** WHAT IS REQUIRED **
Each record must appear in the answer exactly as it does in the data.

########################################

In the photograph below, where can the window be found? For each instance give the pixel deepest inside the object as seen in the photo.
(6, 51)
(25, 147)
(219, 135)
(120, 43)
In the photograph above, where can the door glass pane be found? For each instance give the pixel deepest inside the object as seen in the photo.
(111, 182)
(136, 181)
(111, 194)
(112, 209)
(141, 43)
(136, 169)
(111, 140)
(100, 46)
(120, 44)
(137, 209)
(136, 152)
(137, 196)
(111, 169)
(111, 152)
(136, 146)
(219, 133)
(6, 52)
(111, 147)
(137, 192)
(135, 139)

########################################

** WRITTEN ANSWER **
In the photograph below, where can the window be found? For each instance give the pixel deepest inside the object as seen in the photo.
(6, 51)
(25, 147)
(219, 135)
(120, 43)
In the photograph above, where can the door glass pane be found? For each instance give the pixel deepest inside the object as seen in the photo.
(111, 182)
(136, 181)
(111, 194)
(112, 209)
(141, 43)
(136, 169)
(111, 140)
(100, 46)
(120, 44)
(137, 209)
(136, 152)
(137, 196)
(111, 169)
(111, 152)
(136, 146)
(219, 133)
(6, 52)
(111, 147)
(137, 192)
(135, 139)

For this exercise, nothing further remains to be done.